## Object position labeling records:
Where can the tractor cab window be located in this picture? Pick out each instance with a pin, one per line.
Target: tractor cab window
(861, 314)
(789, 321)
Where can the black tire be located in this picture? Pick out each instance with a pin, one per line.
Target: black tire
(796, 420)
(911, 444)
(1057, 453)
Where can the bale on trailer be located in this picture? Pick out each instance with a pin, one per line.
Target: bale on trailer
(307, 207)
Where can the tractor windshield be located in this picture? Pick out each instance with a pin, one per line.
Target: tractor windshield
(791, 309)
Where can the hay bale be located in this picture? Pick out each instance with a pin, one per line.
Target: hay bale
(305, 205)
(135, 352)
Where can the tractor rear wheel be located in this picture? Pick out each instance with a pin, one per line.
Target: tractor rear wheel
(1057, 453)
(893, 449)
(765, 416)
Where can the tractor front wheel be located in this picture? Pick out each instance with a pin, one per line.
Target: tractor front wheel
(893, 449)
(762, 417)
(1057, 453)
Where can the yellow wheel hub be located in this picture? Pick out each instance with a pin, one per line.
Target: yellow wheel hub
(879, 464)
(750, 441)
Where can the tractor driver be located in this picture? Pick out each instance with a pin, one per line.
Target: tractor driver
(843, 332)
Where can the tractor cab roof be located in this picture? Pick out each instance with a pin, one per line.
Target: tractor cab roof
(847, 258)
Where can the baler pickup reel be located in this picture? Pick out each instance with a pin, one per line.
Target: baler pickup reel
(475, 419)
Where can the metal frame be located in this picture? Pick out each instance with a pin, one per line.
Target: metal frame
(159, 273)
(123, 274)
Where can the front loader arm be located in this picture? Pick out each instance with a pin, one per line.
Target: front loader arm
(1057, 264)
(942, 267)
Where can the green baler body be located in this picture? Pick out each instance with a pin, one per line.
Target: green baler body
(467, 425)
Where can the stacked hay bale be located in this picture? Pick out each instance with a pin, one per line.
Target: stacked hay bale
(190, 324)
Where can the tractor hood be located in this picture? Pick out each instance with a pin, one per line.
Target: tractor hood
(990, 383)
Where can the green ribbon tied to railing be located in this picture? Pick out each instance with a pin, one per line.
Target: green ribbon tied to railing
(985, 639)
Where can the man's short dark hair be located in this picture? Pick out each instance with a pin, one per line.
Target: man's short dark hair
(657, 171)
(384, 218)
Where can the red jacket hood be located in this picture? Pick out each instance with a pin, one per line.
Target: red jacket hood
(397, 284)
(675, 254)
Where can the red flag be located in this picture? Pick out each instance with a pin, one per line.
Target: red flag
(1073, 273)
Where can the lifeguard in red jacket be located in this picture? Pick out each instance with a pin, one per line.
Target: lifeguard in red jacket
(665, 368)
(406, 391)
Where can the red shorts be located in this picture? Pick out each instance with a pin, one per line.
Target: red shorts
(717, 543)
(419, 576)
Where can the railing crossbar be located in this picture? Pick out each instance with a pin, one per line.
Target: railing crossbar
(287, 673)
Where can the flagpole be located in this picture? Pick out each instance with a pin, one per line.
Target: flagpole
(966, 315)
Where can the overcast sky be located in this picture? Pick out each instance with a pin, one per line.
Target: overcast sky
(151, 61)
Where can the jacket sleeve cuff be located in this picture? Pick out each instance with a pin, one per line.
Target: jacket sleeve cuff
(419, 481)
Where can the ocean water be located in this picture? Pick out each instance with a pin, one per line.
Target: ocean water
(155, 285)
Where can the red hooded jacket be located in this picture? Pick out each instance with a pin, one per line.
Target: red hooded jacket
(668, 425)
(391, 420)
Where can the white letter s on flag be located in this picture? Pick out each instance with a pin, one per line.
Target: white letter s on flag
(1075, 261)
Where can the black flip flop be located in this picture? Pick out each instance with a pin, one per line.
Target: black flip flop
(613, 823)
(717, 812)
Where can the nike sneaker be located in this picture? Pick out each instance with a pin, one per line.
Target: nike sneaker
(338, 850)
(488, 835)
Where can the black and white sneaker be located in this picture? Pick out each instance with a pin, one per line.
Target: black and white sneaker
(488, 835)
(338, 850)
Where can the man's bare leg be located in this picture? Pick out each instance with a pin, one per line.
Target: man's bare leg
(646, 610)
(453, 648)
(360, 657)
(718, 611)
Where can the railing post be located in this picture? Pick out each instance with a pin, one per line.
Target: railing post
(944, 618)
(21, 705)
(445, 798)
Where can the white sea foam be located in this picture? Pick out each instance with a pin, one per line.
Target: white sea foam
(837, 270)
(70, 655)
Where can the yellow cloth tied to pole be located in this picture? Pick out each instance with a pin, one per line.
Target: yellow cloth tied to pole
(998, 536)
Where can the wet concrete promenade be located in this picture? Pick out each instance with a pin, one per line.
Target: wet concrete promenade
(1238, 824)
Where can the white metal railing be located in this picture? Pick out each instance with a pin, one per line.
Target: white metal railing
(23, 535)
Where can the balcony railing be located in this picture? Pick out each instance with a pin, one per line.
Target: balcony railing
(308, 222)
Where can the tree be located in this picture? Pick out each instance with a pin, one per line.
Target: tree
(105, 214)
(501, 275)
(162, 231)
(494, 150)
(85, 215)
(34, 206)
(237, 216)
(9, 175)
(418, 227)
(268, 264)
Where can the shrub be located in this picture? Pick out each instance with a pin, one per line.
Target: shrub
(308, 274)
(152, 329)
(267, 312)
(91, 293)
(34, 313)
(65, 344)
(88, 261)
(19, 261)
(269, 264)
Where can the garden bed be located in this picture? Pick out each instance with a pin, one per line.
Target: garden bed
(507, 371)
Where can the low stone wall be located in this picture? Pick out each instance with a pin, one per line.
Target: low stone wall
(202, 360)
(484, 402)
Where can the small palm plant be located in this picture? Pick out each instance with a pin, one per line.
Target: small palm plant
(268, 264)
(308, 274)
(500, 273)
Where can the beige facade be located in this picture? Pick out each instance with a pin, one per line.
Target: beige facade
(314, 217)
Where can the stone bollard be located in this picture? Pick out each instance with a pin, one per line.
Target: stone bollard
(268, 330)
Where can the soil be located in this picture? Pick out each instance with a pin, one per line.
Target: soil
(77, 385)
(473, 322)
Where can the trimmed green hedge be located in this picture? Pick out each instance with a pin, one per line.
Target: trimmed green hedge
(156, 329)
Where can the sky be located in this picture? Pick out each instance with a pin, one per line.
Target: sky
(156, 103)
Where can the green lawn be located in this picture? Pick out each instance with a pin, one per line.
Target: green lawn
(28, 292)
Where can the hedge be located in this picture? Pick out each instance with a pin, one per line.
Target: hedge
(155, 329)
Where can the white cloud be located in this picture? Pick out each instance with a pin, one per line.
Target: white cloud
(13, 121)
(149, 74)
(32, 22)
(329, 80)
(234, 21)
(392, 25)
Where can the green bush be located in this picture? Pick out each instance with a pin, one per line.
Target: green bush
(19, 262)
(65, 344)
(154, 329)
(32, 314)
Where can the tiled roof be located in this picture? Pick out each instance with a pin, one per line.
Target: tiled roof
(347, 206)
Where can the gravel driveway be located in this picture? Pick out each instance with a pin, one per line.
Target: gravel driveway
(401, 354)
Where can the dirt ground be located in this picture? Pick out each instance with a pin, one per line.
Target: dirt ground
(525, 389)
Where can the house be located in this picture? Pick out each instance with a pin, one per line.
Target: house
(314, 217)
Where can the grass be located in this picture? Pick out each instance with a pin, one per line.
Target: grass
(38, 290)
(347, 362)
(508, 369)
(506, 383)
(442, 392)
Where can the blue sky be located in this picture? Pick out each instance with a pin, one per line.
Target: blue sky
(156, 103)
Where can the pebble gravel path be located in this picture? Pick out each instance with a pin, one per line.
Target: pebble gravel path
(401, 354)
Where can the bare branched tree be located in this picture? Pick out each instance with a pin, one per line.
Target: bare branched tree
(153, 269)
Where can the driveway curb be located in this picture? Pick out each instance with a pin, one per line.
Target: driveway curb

## YOUR GOAL:
Give every line of the records above as a JSON list of strings, one string per line, with blank lines omitted.

## RESULT FOR THIS TASK:
[
  "Where can the tractor cab window be located in this picture? Pick out each instance with a pin, one per line.",
  "Target: tractor cab window",
  "(861, 314)",
  "(789, 321)",
  "Where can the black tire be located in this picture? Pick out each instance with a pin, one per line.",
  "Target: black tire",
  "(796, 420)",
  "(911, 444)",
  "(1057, 453)",
  "Where can the bale on trailer be located in this picture? Pick out each instance with a pin, one per line.",
  "Target: bale on trailer",
  "(307, 207)",
  "Where can the tractor windshield be located in this picture? Pick out each instance with a pin, one per line.",
  "Target: tractor windshield",
  "(791, 309)",
  "Where can the hay bale be located in this picture? Pick out each instance with a pin, one per line.",
  "Target: hay bale",
  "(305, 205)",
  "(135, 352)",
  "Where can the tractor rear wheel be located in this picture? Pick out each instance with a pin, one per line.",
  "Target: tractor rear wheel",
  "(1057, 453)",
  "(893, 449)",
  "(765, 416)",
  "Where can the tractor front wheel be located in this picture? Pick out each instance with a pin, one per line.",
  "Target: tractor front wheel",
  "(893, 449)",
  "(762, 417)",
  "(1057, 453)",
  "Where can the yellow wheel hub be located in this picture? Pick out each instance with a pin, one per line.",
  "Target: yellow wheel hub",
  "(879, 464)",
  "(750, 441)",
  "Where can the tractor driver be located in this picture? Pick out each instance with a pin, one per line.",
  "Target: tractor driver",
  "(843, 332)",
  "Where can the tractor cab roof be located in this picture? Pick out each instance with a pin, one per line.",
  "Target: tractor cab roof",
  "(847, 258)",
  "Where can the baler pickup reel be located in this picture? Pick out each instance with a pin, one per line.",
  "Target: baler pickup reel",
  "(475, 419)",
  "Where can the metal frame be located in this picture? Pick out each instance with a pin, one per line.",
  "Target: metal frame",
  "(159, 273)",
  "(123, 274)",
  "Where can the front loader arm be located in this picture? Pick out each instance with a pin, one per line.",
  "Target: front loader arm",
  "(1057, 264)",
  "(942, 267)",
  "Where can the green baler body be located in this picture? Pick out each instance with a pin, one per line.",
  "Target: green baler body",
  "(467, 425)",
  "Where can the stacked hay bale be located in this picture? Pick out each instance with a pin, one per line.",
  "Target: stacked hay bale",
  "(190, 324)",
  "Where can the tractor hood be located in this picture? Pick out each instance with a pin, one per line.",
  "Target: tractor hood",
  "(990, 383)",
  "Where can the green ribbon tied to railing be located in this picture? Pick out each instance with a pin, one per line.",
  "Target: green ribbon tied to railing",
  "(985, 639)",
  "Where can the man's short dark hair be located in this picture? Pick out each instance with a pin, one per line.",
  "Target: man's short dark hair",
  "(657, 171)",
  "(384, 218)",
  "Where can the red jacket hood be located in this picture? Pick out each instance with a pin, one per line.",
  "Target: red jacket hood",
  "(397, 284)",
  "(675, 254)",
  "Where can the red flag be located in this picture? Pick out each instance with a pin, one per line.",
  "Target: red flag",
  "(1073, 273)",
  "Where can the lifeguard in red jacket be located in this picture? Pick out each instance with a pin, one per line.",
  "Target: lifeguard in red jacket",
  "(665, 368)",
  "(406, 391)",
  "Where can the red shorts be located in this picture? Pick out each instance with a pin, one per line.",
  "Target: red shorts",
  "(717, 543)",
  "(419, 576)",
  "Where can the railing crossbar be located in this picture? Pick out each instance with a pin, one per line.",
  "Target: railing crossbar",
  "(287, 673)",
  "Where can the flagpole be located in this picture? Pick out each instance with a pin, one per line.",
  "Target: flagpole",
  "(966, 315)",
  "Where can the overcast sky be located in this picture? Pick out each instance with a pin, one per line.",
  "Target: overcast sky",
  "(151, 61)",
  "Where can the jacket sleeve cuff be located in this picture? Pick out each instance with a pin, one per line.",
  "Target: jacket sleeve cuff",
  "(419, 481)",
  "Where can the ocean water be located in this picture? Pick out each instance with a pin, one per line.",
  "Target: ocean water",
  "(155, 285)",
  "Where can the red hooded jacket be located in this picture? Pick out each instance with a pin, one per line.",
  "Target: red hooded jacket",
  "(668, 425)",
  "(391, 420)",
  "Where can the white letter s on flag be located in this picture? Pick out each instance with a pin, one per line.",
  "Target: white letter s on flag",
  "(1075, 261)",
  "Where can the black flip flop be located in this picture? Pick out each instance with a pin, one per line.",
  "Target: black flip flop",
  "(613, 823)",
  "(717, 812)",
  "Where can the nike sneaker be located in this picture? Pick out each instance with a pin, one per line.",
  "Target: nike sneaker",
  "(338, 850)",
  "(488, 835)",
  "Where can the black and white sneaker be located in this picture? Pick out each instance with a pin, one per line.",
  "Target: black and white sneaker",
  "(488, 835)",
  "(338, 850)",
  "Where can the man's bare leg be located in this picture? Pick out each instance with a pin, one per line.",
  "Target: man's bare leg",
  "(646, 610)",
  "(453, 648)",
  "(360, 657)",
  "(718, 611)",
  "Where can the railing post be located in this picture? Pick out each instance with a pin, one per line.",
  "Target: railing post",
  "(944, 618)",
  "(21, 705)",
  "(445, 798)",
  "Where can the white sea foam be located in this picture? Pick out each instance with a pin, one per line.",
  "Target: white sea foam",
  "(837, 270)",
  "(70, 655)",
  "Where can the yellow cloth tied to pole be located in this picture? Pick out each instance with a pin, one per line.",
  "Target: yellow cloth tied to pole",
  "(998, 536)",
  "Where can the wet concrete promenade be located in this picture? Pick out each instance with a pin, one per line.",
  "Target: wet concrete promenade",
  "(1238, 824)",
  "Where can the white metal railing be located in this picture? Pick out each instance with a pin, one per line.",
  "Target: white metal railing",
  "(23, 535)",
  "Where can the balcony railing be located in this picture? Pick out each instance with a pin, one per line.",
  "Target: balcony railing",
  "(308, 222)",
  "Where can the tree be located in this picture? Pick out each instance with a pin, one per line.",
  "Target: tree",
  "(105, 214)",
  "(501, 275)",
  "(162, 231)",
  "(494, 150)",
  "(85, 215)",
  "(34, 206)",
  "(237, 216)",
  "(9, 175)",
  "(418, 227)",
  "(268, 264)",
  "Where can the shrub be located in this picture? Pick out each instance with a pin, one per line.",
  "Target: shrub",
  "(308, 274)",
  "(152, 329)",
  "(267, 312)",
  "(91, 293)",
  "(34, 313)",
  "(65, 344)",
  "(88, 261)",
  "(19, 261)",
  "(269, 264)",
  "Where can the garden bed be located in this picture? Pick out each instance with a pin, one per line.",
  "Target: garden bed",
  "(507, 371)",
  "Where can the low stone wall be located in this picture? Pick out each instance with a pin, one per line.",
  "Target: low stone wall",
  "(202, 360)",
  "(484, 402)",
  "Where can the small palm plant be located in this picture? Pick out each instance with a pin, one per line.",
  "Target: small palm plant",
  "(268, 264)",
  "(308, 274)",
  "(500, 273)",
  "Where can the beige facade be located in this picture? Pick out each instance with a pin, one per line.",
  "Target: beige facade",
  "(314, 217)",
  "Where can the stone bollard be located in this picture? Pick out each instance with a pin, one per line.",
  "Target: stone bollard",
  "(268, 330)",
  "Where can the soil be located in this picture? Pick out each instance with a pin, one per line.",
  "Target: soil",
  "(77, 385)",
  "(473, 322)",
  "Where can the trimmed green hedge be located in this picture? Pick out each instance with a pin, one per line.",
  "Target: trimmed green hedge",
  "(156, 329)",
  "Where can the sky be located in this picture? Pick out each instance with a pin, one per line.",
  "Target: sky",
  "(156, 103)",
  "Where can the green lawn be located in this picture? Pick out each instance with a pin, one per line.",
  "Target: green lawn",
  "(28, 292)",
  "Where can the hedge be located in this picture? Pick out each instance with a pin, one per line.",
  "Target: hedge",
  "(155, 329)",
  "Where can the white cloud be located in this picture? Pick out each instance with a pin, one per line.",
  "Target: white cloud",
  "(13, 121)",
  "(149, 74)",
  "(32, 22)",
  "(329, 80)",
  "(234, 21)",
  "(392, 25)",
  "Where can the green bush be located in this picture? Pick out each instance with a pin, one per line.",
  "Target: green bush",
  "(19, 262)",
  "(65, 344)",
  "(154, 329)",
  "(32, 314)",
  "Where can the tiled roof be located in this picture? Pick out each instance with a pin, one per line.",
  "Target: tiled roof",
  "(347, 206)",
  "Where can the gravel driveway be located in this picture? Pick out each instance with a pin, one per line.",
  "Target: gravel driveway",
  "(401, 354)",
  "Where can the dirt ground be located in this picture? Pick out each instance with a pin, one per line.",
  "Target: dirt ground",
  "(525, 389)",
  "Where can the house be located in this picture? Pick out each instance with a pin, one per line.",
  "Target: house",
  "(314, 217)",
  "Where can the grass be located in this picture? Pick out each instance with a pin, one per line.",
  "Target: grass",
  "(38, 290)",
  "(347, 362)",
  "(508, 369)",
  "(506, 383)",
  "(442, 392)",
  "Where can the blue sky be located in this picture? Pick out each instance with a pin, one per line.",
  "Target: blue sky",
  "(156, 103)",
  "Where can the pebble gravel path be located in this picture? Pick out each instance with a pin, one per line.",
  "Target: pebble gravel path",
  "(401, 354)",
  "Where can the bare branched tree be located in this picture? Pick out each instance with a pin, one per line.",
  "Target: bare branched tree",
  "(153, 269)",
  "Where can the driveway curb be located in this picture? Pick out each instance with a pin, one per line.",
  "Target: driveway curb"
]